╔══
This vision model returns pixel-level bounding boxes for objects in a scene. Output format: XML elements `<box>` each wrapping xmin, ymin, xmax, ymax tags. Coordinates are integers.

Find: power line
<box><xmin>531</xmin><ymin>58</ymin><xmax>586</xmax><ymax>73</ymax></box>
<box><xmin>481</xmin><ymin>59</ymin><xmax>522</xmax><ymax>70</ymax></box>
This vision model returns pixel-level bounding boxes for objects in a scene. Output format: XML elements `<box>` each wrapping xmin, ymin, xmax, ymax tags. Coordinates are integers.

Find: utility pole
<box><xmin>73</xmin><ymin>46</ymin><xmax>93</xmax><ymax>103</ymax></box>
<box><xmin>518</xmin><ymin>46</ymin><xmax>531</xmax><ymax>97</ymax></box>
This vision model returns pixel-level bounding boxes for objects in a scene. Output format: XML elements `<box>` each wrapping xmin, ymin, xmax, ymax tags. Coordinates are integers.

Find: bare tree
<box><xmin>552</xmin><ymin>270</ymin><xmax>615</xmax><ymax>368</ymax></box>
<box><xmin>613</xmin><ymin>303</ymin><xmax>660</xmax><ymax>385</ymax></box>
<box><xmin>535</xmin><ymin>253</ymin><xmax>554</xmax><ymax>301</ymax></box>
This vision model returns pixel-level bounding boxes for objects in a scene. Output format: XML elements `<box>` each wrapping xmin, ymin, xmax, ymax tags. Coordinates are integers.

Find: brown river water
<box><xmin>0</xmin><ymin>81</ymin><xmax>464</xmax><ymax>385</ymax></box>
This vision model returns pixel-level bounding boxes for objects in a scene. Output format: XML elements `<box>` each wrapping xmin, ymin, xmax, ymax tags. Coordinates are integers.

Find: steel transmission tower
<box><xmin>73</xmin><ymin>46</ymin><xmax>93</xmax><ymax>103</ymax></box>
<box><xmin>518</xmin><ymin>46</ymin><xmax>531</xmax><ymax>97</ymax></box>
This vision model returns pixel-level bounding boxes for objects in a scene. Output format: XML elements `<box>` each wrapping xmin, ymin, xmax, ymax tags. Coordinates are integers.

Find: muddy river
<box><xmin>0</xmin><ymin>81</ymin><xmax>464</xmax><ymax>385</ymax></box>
╚══
■ Work instruction ■
Write the whole listing out again, exactly as it appears above.

■ Solution below ■
This vision model returns pixel-level bounding boxes for objects in a scene. Output format: XML elements `<box>` each wrapping xmin, ymin, xmax, ymax tags. Coordinates are integers.

Find: power line
<box><xmin>531</xmin><ymin>58</ymin><xmax>586</xmax><ymax>73</ymax></box>
<box><xmin>481</xmin><ymin>59</ymin><xmax>522</xmax><ymax>70</ymax></box>
This vision model returns pixel-level bounding boxes for objects in a scene. Output format: XML elements `<box>` each wrapping xmin, ymin, xmax, ymax tags. Coordinates are integers.

Find: utility pole
<box><xmin>73</xmin><ymin>46</ymin><xmax>93</xmax><ymax>103</ymax></box>
<box><xmin>518</xmin><ymin>46</ymin><xmax>531</xmax><ymax>97</ymax></box>
This vision model returns pixel-level bounding boxes for objects in a scene. Output format: XML elements `<box>` each wrapping xmin, ymin, xmax, ymax tags. Coordinates are integers.

Find: bare tree
<box><xmin>552</xmin><ymin>270</ymin><xmax>615</xmax><ymax>368</ymax></box>
<box><xmin>613</xmin><ymin>303</ymin><xmax>660</xmax><ymax>385</ymax></box>
<box><xmin>535</xmin><ymin>253</ymin><xmax>554</xmax><ymax>301</ymax></box>
This vision model returns pixel-level bounding boxes for objects in a scene. Output format: XML elements `<box>` each wrapping xmin, ymin, xmax, ymax tags. Coordinates are integers.

Find: brown river water
<box><xmin>0</xmin><ymin>81</ymin><xmax>464</xmax><ymax>385</ymax></box>
This vision model returns pixel-level bounding boxes for objects in a scene. Output format: XML elements `<box>` each wrapping xmin, ymin, xmax, ymax tags. Coordinates are integers.

Find: steel transmission tower
<box><xmin>73</xmin><ymin>46</ymin><xmax>93</xmax><ymax>103</ymax></box>
<box><xmin>518</xmin><ymin>46</ymin><xmax>531</xmax><ymax>97</ymax></box>
This vision model returns pixel-level bounding boxes for objects in a scene. Output format: XML elements `<box>` each wrapping xmin, ymin, xmax, ymax tags. Coordinates are integers.

Find: muddy river
<box><xmin>0</xmin><ymin>81</ymin><xmax>464</xmax><ymax>385</ymax></box>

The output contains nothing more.